- [PROBLEM REQUIREMENTS] Pick out every line in the entries below that contains the string "blurred", matching case exactly, and copy each such line.

- [MATERIAL SHOWN]

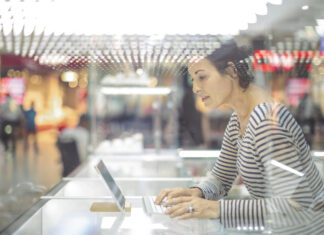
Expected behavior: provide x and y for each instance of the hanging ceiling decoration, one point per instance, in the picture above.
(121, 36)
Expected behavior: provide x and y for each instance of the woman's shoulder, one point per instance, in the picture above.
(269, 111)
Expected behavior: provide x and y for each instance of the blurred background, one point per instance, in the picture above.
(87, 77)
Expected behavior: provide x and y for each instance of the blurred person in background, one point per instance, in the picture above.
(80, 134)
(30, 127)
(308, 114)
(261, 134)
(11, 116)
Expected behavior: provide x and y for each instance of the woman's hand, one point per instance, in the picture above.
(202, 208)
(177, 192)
...
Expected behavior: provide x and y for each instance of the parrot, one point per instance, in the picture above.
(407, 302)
---
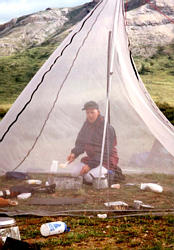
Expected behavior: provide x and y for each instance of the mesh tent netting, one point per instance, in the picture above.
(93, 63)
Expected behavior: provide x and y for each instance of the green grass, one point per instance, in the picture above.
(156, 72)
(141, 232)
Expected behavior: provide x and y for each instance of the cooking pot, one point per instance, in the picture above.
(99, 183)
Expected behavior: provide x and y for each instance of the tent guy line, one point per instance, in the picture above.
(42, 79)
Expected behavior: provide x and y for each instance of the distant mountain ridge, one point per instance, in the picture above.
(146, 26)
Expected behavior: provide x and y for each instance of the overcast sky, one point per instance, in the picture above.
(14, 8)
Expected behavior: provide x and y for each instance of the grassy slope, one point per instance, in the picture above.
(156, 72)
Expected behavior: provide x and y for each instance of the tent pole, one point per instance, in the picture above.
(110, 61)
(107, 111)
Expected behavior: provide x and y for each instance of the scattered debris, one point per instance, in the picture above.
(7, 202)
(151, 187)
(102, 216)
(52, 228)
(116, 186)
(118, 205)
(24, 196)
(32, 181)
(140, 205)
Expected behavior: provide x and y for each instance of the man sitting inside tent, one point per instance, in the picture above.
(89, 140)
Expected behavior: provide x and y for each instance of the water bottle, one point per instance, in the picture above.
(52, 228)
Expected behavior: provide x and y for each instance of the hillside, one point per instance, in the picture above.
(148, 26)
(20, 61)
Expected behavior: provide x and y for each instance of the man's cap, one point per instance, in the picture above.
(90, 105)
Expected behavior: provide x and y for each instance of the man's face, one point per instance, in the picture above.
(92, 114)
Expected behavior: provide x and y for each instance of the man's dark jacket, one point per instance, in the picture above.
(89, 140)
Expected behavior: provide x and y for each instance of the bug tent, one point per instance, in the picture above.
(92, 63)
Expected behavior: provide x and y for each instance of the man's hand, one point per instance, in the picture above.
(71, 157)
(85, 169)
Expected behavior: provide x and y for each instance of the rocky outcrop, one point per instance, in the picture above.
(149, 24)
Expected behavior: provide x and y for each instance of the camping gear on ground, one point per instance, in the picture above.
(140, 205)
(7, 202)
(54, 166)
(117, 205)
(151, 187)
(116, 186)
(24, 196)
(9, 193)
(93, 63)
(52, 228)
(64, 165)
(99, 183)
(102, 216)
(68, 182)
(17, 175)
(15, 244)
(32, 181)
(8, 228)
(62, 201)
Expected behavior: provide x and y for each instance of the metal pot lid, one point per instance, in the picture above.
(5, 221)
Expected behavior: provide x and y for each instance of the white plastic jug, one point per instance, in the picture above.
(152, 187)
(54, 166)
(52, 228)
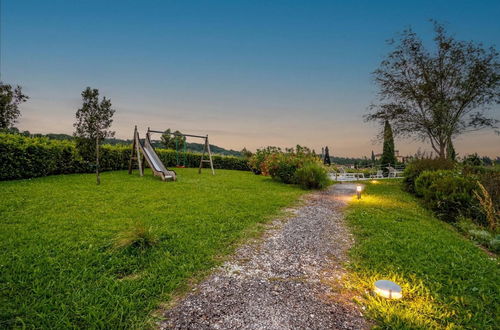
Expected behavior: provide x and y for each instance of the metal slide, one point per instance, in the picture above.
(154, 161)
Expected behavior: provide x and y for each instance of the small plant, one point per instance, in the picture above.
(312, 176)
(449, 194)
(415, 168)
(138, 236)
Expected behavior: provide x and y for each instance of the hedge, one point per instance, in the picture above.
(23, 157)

- [RIGHT ANSWER]
Expected behavior: provide x and y for each instance of the blurred background, one point per instance, in the picture above.
Expected behavior: provide x and y for each instance of the blurred person in background, one point per instance, in the picture above.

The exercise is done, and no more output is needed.